DOCUMENT EXCERPT —
start
We see an increase in the risk of retirement of 10.6% per year of age at appointment, and essentially no trend over time, so the risk of retirement depends only on starting age and not on calendar year of appointment.

The next step will be to calculate cumulative incidence functions based on the Cox models for cause-specific hazards. In the next section we will use the Fine and Gray model.

The aim is to compare the cumulative incidence of death for justices appointed at age 55 in 1950 and 2000. For convenience I will center age on 55 and calendar year on 1950. In both cases I add 0.5 to convert to exact age and the middle of the year. We start by fitting a Cox model to the risk of death

. gen agec = age - 55.5 . gen yearc = year - 1950.5 . streset, fail(event == 1) -> stset tenure, failure(event==1) failure event: event == 1 obs. time interval: (0, tenure] exit on or before: failure ────────────────────────────────────────────────────────────────────────────── 113 total observations 0 exclusions ────────────────────────────────────────────────────────────────────────────── 113 observations remaining, representing 50 failures in single-record/single-failure data 1,887.365 total analysis time at risk and under observation at risk from t = 0 earliest observed entry t = 0 last observed exit t = 36.57221 . quietly stcox agec yearc

> library(dplyr) > justices <- mutate(justices, + agec = age - 55.5, + yearc = year - 1950.5 + ) > coxd <- coxph(Surv(tenure, event == 1) ~ agec + yearc, data=justices)

The next task is to calculate the baseline hazard. I will do this by calculating the Nelson-Aalen estimate of the cumulative hazard and then differencing it. I think this is conceptually clearer, and yields results that are very similar to an alternative calculation based on the Kalbfleisch-Prentice estimate of the survival function. I also calculate the hazard for a judge appointed 50 years later using the estimated coefficient from the Cox regression.

. predict H0d, basech . gsort +_t -_d . gen h0d = H0d - H0d[_n - 1] (1 missing value generated) . replace h0d = H0d in 1 (1 real change made) . gen h1d = h0d*exp(50 * _b[yearc])
end
MATERIAL SHOWN —
start
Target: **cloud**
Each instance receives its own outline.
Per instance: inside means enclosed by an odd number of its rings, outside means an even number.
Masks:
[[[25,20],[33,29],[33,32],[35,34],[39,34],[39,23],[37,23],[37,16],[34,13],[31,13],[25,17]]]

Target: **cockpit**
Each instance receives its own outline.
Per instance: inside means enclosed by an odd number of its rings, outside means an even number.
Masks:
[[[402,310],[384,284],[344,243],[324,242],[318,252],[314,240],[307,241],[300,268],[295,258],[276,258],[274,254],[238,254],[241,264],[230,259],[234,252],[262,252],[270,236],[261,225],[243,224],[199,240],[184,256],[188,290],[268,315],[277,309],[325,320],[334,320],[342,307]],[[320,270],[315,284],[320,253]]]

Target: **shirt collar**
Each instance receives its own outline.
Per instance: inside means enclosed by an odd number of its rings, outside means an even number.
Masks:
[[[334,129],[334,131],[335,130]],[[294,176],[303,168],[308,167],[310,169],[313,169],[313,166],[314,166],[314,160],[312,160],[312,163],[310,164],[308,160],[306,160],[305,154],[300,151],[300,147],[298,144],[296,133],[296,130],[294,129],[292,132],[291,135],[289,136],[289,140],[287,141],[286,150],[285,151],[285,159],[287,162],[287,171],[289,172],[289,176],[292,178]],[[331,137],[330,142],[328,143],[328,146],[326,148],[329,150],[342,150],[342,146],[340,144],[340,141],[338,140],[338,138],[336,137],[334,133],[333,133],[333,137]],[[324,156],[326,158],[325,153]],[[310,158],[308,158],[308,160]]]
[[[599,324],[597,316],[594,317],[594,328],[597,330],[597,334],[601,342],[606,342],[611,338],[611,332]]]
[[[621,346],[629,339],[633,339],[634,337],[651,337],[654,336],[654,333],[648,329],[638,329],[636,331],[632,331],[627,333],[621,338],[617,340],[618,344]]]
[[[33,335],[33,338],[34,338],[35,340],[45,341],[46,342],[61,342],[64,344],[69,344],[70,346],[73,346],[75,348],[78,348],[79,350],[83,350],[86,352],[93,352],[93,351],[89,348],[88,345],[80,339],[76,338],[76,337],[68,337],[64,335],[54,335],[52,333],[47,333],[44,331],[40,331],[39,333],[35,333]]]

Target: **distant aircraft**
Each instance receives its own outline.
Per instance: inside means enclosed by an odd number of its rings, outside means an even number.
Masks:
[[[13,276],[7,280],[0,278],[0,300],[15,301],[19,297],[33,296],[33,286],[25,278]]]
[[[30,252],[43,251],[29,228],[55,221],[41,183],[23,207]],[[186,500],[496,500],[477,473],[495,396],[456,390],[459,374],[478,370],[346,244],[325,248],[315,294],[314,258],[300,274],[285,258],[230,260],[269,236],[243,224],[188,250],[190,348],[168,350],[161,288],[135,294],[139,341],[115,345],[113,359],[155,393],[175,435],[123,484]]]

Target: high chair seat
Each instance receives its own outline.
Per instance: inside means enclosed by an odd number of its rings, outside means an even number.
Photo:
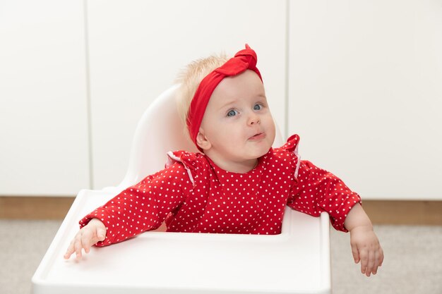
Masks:
[[[84,215],[162,169],[167,152],[196,152],[178,117],[177,87],[141,118],[121,183],[80,191],[32,277],[32,293],[330,293],[328,215],[316,218],[288,207],[280,235],[166,233],[162,227],[92,247],[80,262],[63,259]],[[282,144],[277,131],[275,145]]]

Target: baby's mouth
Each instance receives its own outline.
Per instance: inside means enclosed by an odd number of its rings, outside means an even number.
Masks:
[[[259,140],[264,139],[265,137],[265,133],[258,133],[255,134],[254,135],[251,136],[251,137],[249,137],[249,140]]]

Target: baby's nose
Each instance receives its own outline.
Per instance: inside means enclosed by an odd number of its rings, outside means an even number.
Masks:
[[[256,114],[252,114],[249,118],[249,125],[253,125],[260,123],[259,116]]]

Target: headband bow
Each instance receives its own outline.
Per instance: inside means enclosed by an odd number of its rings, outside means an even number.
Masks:
[[[187,128],[191,138],[200,151],[203,151],[196,143],[196,136],[199,132],[205,108],[209,103],[212,93],[218,84],[227,77],[239,75],[246,70],[253,71],[263,80],[261,75],[256,68],[256,53],[246,44],[246,49],[239,51],[234,57],[207,75],[200,82],[195,95],[192,99],[187,115]]]

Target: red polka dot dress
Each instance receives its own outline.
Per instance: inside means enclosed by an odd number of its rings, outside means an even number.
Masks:
[[[271,148],[245,173],[217,166],[208,157],[184,151],[169,152],[167,167],[129,187],[80,221],[93,218],[106,226],[97,246],[123,241],[158,228],[167,231],[278,234],[285,206],[318,216],[347,231],[344,221],[360,202],[357,194],[332,173],[297,156],[299,137]]]

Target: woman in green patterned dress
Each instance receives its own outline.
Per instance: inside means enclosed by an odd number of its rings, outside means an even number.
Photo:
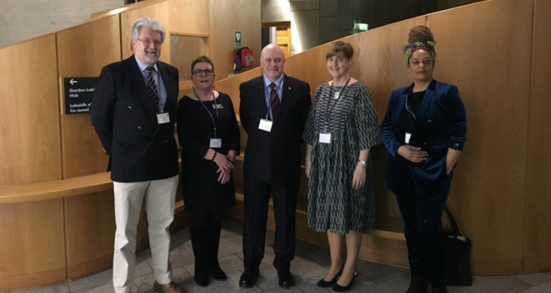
end
WHAT YOU SHOULD DO —
Output everything in the excerpt on Cox models for justices' tenure from "We see an increase" down to "year of appointment.", word for word.

RESPONSE —
We see an increase in the risk of retirement of 10.6% per year of age at appointment, and essentially no trend over time, so the risk of retirement depends only on starting age and not on calendar year of appointment.